### Input records
※ ※ ※
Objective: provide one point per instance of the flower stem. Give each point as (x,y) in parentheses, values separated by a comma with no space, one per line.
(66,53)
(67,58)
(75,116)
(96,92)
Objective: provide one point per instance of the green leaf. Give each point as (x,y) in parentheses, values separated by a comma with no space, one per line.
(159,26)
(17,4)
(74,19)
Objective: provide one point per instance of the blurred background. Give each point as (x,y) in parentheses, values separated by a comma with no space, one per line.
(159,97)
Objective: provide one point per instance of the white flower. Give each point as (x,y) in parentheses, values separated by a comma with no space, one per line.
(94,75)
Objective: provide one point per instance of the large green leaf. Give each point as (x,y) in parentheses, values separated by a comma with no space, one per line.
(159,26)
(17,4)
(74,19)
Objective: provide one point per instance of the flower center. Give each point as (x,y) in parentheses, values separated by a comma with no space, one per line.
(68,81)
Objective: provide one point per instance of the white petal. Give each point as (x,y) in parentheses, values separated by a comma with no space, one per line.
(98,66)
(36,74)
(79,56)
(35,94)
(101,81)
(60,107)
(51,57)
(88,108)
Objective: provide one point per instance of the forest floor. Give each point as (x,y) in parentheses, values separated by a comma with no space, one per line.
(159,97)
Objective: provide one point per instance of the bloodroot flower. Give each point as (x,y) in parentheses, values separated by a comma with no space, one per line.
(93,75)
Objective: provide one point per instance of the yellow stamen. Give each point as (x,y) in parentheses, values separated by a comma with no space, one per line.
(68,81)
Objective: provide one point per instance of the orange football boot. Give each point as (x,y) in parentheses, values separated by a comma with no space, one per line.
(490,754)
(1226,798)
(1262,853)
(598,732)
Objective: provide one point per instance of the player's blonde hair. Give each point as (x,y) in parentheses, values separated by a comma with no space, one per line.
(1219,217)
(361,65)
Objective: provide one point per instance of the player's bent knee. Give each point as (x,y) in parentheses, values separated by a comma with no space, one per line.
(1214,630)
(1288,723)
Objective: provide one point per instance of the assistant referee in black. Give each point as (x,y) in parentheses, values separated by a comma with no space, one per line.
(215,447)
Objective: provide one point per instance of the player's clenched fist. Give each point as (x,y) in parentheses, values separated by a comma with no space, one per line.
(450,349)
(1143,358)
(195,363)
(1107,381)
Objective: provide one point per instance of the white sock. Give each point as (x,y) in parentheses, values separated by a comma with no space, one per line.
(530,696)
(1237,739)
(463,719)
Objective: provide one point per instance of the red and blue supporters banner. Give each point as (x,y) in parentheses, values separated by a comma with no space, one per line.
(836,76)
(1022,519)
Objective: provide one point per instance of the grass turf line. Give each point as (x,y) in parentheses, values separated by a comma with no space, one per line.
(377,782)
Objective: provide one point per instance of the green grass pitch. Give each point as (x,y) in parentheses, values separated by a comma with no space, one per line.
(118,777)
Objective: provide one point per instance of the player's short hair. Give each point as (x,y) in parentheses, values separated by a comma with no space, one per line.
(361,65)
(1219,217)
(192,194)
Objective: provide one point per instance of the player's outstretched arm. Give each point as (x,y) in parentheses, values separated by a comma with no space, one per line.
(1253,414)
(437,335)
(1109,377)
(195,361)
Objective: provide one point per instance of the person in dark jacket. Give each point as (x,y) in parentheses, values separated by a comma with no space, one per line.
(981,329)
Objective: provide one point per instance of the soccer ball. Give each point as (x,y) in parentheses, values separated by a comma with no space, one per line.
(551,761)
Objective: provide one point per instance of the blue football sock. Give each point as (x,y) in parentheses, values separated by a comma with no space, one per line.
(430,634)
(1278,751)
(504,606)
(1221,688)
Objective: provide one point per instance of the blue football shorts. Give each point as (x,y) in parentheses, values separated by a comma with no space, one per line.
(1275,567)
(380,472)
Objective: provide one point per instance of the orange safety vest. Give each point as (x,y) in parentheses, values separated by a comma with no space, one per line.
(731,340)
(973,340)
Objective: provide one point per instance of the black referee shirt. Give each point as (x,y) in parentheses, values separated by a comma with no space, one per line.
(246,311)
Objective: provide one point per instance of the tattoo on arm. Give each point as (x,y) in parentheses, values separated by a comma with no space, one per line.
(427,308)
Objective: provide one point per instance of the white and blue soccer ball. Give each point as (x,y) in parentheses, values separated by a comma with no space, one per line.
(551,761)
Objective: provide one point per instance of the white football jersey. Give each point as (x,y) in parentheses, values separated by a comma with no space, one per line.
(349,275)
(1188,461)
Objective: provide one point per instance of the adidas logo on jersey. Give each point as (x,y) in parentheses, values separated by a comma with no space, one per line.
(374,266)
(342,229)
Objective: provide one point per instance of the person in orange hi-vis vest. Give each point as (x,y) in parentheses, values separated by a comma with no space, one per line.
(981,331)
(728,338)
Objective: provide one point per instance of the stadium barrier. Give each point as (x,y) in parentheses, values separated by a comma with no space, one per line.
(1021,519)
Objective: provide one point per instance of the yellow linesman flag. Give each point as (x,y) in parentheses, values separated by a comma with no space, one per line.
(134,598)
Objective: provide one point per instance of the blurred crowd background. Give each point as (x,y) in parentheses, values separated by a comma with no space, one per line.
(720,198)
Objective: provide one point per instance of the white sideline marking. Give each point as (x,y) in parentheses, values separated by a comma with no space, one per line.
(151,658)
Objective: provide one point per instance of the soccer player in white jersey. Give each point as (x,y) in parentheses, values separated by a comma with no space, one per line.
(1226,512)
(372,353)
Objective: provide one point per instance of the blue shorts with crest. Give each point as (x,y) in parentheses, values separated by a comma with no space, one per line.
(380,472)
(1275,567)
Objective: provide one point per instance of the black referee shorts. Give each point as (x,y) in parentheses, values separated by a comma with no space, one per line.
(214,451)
※ ※ ※
### Assignment
The answer should repeat every line of the listing exactly.

### Answer for the task
Objective: provide one point per instance of the flower stem. Give each point as (x,y) in parentheses, values separated by a comma with no space, one per line.
(66,53)
(67,58)
(75,116)
(96,92)
Objective: provide one point per instance of the green leaf. Give each point as (x,y) in parentheses, values separated by a comma with no space, one per line.
(159,26)
(17,4)
(74,19)
Objective: provide one point per instance of the blurred background. Give each point as (x,y) in parentheses, values separated by a comma with no space, one per line.
(159,97)
Objective: provide one point per instance of the white flower. Give each point as (x,y) in parentheses, values separated by a comma with no space, one per line.
(94,75)
Objective: provide one point per instance of the large green leaf. Give each point as (x,y) in parentheses, values separated by a comma with no space, one per line.
(159,26)
(17,4)
(74,19)
Objective: provide one point per instance of the flower center. Give each point as (x,y) in parentheses, values separated by a comma with no space, one per line.
(68,81)
Objective: provide one point per instance of the white petal. Give each point as (x,y) in parentheses, values separated by a comma with no space, one per line.
(98,66)
(36,74)
(79,56)
(35,94)
(101,81)
(60,107)
(51,57)
(88,108)
Objective: provide one point per instance of the forest floor. Give each point as (x,y) in parentheses, values separated by a comma with no space, one per line.
(159,97)
Objective: provide one point per instance of the bloodroot flower. Give each point as (x,y) in parentheses, values separated by a comma with no space, one per line.
(93,75)
Objective: provide one point per instance of the yellow stamen. Give each point as (x,y) in parentheses, values separated by a comma with no space, one per line.
(68,81)
Objective: provide one point per instance of the orange football boot. Give each point as (x,y) in parentheses, values separated by a comma with no space, one per line.
(490,754)
(1226,798)
(1262,853)
(598,732)
Objective: provide one point per instance of the player's blonde hair. Give each point as (x,y) in parentheses, values separated by a comma with no space, one per line.
(1219,217)
(361,65)
Objective: provide one point per instance of the player's bent knee. Give each point as (x,y) in parentheses, values separated by a comma with no space, one per line.
(1214,630)
(1288,723)
Objective: provide one point per instance of the assistant referee in black. Give each point as (x,y) in parentheses, values separated by a comma with no space, one per line.
(215,447)
Objective: provide one point per instance of the player's clenched fist. Give each point as (x,y) in parentheses, values separated by a comma with no space, one per line.
(450,349)
(1143,358)
(195,363)
(1107,381)
Objective: provide one point per instance of the white sock. Give each point as (x,y) in parentheses, values separated by a comma with no space, one per line.
(530,696)
(1237,739)
(463,719)
Objective: provide one point per instance of the red and blue supporters banner. Give each point as (x,y) in parentheses, values separated by a comma with no space, one per line.
(836,76)
(1022,519)
Objective: provide one point per instance of the grass turf line. Give each point as (x,y) in parentheses, values separated by a comma with no space, one per line.
(377,782)
Objective: provide one point per instance of the green grass pitch. Give each point as (x,y) in parentheses, values separated by a comma with no space, one per line.
(118,777)
Objective: provide one point per instance of the player's short hair. Give each point as (x,y) in parentheses, values separated by a comma with no space, one per line.
(361,65)
(1219,217)
(192,194)
Objective: provide one point per instance of the player's outstretched arm. Give each point as (x,y) in parentheses, values separated by a comma with no space, one per line.
(1253,414)
(437,335)
(1109,377)
(195,361)
Objective: provide one point per instance of the person in dark jacket. Give each point as (x,y) in parentheses, values separated by a comma with no space, one per line.
(981,329)
Objective: provide one point per instance of the soccer ball. Give each point as (x,y) in parentheses, values separated by a comma with no space, one per line.
(551,761)
Objective: provide one point per instance of the blue football sock. Give each point as (x,y) in parentheses, values separated by a comma with no space, one per line.
(430,634)
(1278,751)
(504,606)
(1221,688)
Objective: provide one point per instance of the blue football shorts. Give each point as (x,y) in parentheses, values separated by a comma with no space, one per line.
(1275,567)
(380,472)
Objective: provide one point per instance of the orange safety vest. Give each point as (x,y) in parentheses, values separated by a comma with no space, one per line.
(731,340)
(973,340)
Objective: provide one point per instance of the black referee shirt. Give each point as (x,y) in parentheses, values separated by a comma with no space, one per line.
(246,311)
Objective: provide one point per instance of the tattoo on arm. Give each point as (x,y) in parentheses, values separated by a comma with no space, one per line.
(427,308)
Objective: provide one point per instance of the white and blue soccer ball. Give each point as (x,y) in parentheses, values separated by a comma with no space, one per line.
(551,761)
Objective: provide one point per instance of the white football jersey. Give each point as (x,y) in parentheses, values separated by a comma with no space, one per line.
(349,275)
(1188,461)
Objective: provide one point per instance of the adidas logo on jersey. Give each point as (x,y) in parentheses, values separated by a comma with no space, one per line.
(374,266)
(342,229)
Objective: provide one point per instance of the person in orange hi-vis vest. Give each point as (x,y) in parentheses, values separated by a comma with no space, one per line.
(981,331)
(728,338)
Objective: provide one point per instance of the stadium barrier. Give each point as (x,y) in parentheses, values separated by a comma with no space, one per line.
(1021,519)
Objective: provide one point per instance of the yellow linesman flag. Give each point as (x,y) in parentheses, values separated by a comma with no space, one per line.
(134,598)
Objective: provide one point per instance of the blurred crowd background. Give each point as (x,y) in parentheses, values separated by a comma with no space, one per line.
(720,198)
Objective: provide one point per instance of the white sideline marking. Give each point as (x,y) in parentheses, values separated by a comma with no space, one per line.
(151,658)
Objective: provide one point per instance of the soccer player in white jersey. Give each point as (x,y) in parentheses, values separated by a comma with no space, one per line.
(1226,512)
(372,353)
Objective: provide one point per instance of the blue shorts with crest. Give each point as (x,y) in parentheses, values separated by a comma with no space, one per line.
(380,472)
(1275,567)
Objective: provide one point per instance of the black referee shorts. Give each point as (x,y) in parentheses, values separated by a comma with no space, one per line.
(214,451)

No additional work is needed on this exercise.